MATERIAL TO PROCESS:
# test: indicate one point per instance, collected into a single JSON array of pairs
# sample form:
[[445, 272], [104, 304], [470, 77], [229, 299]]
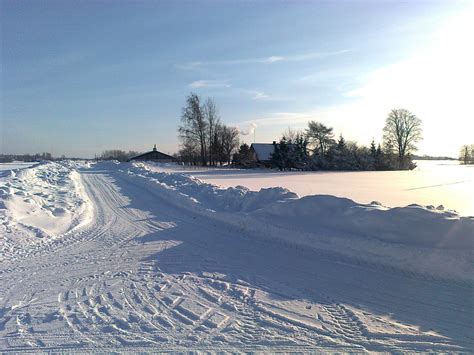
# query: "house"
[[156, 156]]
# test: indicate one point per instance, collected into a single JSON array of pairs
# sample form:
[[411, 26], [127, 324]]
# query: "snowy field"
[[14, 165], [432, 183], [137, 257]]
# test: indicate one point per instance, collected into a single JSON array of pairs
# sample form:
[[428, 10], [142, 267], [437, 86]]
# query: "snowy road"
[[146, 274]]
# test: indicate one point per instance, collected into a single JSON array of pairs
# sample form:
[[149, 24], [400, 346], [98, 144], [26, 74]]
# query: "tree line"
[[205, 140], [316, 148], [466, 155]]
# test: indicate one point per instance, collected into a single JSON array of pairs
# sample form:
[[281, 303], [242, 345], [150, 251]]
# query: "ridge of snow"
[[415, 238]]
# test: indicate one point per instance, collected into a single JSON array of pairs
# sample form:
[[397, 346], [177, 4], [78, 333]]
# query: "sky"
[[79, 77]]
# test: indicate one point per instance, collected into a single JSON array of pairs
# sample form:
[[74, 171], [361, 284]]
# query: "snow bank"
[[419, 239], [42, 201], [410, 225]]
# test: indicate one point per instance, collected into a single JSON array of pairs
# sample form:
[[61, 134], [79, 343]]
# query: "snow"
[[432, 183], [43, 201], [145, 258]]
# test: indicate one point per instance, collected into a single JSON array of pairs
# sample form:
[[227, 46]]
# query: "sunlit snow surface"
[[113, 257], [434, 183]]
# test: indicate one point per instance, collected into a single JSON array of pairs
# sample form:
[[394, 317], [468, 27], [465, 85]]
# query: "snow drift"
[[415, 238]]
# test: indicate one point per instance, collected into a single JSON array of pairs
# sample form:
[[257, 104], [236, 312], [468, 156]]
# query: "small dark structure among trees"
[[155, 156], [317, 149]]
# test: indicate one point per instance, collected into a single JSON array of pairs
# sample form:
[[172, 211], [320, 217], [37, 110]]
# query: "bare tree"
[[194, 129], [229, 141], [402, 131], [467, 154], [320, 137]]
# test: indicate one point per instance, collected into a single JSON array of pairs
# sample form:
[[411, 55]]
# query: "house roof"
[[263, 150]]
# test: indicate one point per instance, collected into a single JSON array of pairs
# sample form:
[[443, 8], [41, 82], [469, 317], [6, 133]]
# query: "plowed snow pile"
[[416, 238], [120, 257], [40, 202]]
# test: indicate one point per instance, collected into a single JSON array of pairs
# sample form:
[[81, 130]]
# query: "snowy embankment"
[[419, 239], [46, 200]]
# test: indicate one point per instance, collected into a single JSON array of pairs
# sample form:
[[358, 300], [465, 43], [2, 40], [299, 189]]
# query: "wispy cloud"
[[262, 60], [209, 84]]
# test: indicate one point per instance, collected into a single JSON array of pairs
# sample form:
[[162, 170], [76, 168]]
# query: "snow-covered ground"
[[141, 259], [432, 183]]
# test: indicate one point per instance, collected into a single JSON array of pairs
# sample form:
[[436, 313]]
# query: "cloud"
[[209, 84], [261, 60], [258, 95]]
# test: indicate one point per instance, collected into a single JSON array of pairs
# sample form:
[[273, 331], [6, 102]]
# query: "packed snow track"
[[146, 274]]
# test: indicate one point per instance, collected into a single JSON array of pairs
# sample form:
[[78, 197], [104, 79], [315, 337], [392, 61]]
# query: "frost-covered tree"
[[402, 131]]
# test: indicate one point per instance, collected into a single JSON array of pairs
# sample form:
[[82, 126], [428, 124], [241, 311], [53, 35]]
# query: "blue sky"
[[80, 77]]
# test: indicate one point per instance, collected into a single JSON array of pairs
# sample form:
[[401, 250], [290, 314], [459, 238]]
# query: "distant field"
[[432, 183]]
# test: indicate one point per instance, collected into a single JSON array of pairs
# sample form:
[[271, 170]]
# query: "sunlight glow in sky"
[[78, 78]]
* * *
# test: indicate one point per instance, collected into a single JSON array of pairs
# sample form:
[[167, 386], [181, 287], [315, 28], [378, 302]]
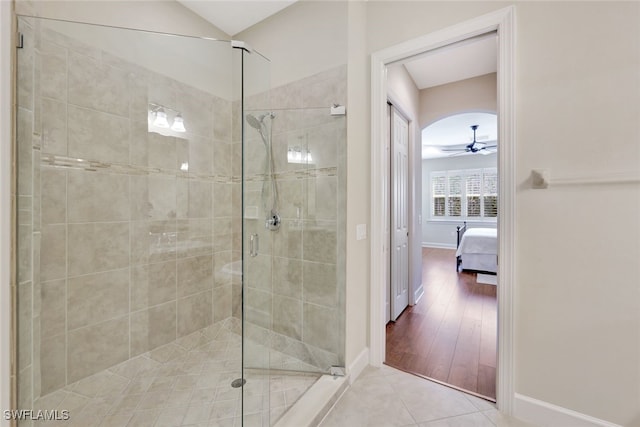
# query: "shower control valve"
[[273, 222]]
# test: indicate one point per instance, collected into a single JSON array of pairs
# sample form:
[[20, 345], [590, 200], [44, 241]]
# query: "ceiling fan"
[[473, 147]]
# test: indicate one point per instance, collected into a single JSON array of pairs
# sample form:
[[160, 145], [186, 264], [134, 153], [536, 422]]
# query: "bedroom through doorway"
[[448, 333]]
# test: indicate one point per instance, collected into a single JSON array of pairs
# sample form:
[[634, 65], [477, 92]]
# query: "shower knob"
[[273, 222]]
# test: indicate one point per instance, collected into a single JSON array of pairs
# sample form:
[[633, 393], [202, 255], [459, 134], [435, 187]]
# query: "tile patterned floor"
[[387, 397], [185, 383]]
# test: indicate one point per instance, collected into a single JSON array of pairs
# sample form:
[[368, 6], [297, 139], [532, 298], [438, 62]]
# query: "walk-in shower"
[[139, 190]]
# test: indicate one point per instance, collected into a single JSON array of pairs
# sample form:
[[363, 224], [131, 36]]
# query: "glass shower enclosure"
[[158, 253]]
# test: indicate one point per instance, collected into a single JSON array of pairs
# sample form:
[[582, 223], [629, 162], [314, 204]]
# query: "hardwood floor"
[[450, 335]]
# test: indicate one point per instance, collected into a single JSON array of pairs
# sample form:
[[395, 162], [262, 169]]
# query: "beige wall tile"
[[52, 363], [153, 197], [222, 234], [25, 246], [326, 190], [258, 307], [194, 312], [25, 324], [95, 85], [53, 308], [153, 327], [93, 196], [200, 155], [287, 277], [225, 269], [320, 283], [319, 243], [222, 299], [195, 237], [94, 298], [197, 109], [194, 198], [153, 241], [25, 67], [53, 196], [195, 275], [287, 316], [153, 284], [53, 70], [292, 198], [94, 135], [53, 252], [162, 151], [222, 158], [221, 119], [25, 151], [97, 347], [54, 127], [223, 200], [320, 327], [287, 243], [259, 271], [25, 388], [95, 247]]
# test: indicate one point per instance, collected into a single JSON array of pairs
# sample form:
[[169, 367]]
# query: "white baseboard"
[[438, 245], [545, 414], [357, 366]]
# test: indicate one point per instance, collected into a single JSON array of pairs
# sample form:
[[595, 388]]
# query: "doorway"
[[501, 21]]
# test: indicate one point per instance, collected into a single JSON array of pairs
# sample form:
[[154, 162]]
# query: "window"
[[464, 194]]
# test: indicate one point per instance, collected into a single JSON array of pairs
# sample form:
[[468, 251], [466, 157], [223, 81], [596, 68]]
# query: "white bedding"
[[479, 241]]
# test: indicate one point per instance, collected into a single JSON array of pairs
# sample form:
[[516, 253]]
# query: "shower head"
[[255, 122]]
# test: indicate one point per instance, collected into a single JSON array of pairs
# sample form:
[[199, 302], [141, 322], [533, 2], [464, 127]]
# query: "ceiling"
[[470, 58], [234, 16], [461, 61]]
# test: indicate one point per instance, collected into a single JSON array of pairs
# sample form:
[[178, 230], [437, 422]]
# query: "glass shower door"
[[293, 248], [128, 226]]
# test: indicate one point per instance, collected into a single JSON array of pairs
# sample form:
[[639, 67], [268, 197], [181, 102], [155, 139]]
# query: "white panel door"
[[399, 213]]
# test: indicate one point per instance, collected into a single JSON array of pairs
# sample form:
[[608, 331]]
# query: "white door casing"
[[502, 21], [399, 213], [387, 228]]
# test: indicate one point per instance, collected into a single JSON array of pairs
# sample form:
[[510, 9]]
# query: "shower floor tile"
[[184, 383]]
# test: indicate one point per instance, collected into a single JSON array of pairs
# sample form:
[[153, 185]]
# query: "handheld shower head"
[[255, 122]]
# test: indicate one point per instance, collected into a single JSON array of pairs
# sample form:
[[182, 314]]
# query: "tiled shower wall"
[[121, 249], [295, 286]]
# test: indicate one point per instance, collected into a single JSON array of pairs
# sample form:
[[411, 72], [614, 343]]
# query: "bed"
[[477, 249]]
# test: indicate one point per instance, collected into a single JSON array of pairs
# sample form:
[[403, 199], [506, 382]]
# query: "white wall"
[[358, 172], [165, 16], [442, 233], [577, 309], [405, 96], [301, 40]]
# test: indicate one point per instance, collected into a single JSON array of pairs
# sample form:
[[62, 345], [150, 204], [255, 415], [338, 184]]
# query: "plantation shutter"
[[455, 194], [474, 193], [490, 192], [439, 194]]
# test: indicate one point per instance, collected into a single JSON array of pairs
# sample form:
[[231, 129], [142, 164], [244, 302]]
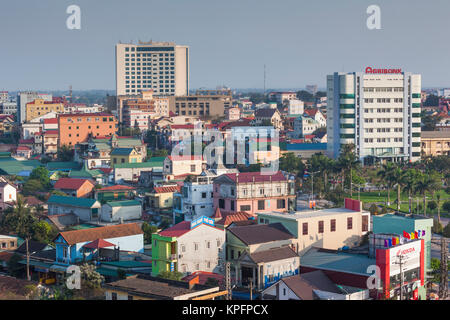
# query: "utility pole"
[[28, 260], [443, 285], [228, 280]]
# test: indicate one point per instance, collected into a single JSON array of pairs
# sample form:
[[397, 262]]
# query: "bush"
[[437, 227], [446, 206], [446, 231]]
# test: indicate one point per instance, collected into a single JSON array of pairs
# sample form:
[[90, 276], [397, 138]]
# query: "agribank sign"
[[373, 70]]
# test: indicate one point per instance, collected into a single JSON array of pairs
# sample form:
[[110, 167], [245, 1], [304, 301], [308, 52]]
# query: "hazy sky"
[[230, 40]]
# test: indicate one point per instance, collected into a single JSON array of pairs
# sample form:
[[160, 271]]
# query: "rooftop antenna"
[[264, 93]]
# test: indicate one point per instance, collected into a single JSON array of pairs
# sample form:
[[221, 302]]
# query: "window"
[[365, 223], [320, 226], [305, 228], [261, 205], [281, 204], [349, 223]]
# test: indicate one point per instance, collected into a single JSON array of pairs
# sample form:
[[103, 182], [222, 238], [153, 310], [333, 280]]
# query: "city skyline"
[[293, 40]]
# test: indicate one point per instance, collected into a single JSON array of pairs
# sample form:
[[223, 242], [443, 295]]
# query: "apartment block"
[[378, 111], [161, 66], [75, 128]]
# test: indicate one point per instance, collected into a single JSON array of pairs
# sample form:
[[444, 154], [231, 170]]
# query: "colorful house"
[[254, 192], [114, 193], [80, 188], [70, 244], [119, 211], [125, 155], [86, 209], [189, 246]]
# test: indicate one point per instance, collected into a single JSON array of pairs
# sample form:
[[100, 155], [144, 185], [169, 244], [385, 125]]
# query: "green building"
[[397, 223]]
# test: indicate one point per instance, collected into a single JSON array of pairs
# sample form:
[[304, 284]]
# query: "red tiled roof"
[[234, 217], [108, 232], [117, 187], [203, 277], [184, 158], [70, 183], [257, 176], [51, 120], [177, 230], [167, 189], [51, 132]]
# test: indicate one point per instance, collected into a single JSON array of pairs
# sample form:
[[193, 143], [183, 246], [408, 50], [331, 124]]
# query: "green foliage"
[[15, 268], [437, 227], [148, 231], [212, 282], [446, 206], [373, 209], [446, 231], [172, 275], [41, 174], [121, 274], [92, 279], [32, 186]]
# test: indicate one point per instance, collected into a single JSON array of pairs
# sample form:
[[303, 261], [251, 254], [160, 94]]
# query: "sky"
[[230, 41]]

STATED GOAL: Show each line of the data that contains the string "tiled". The match is case-sensitive.

THE REPLY:
# query: "tiled shower wall"
# query: "red tiled roof"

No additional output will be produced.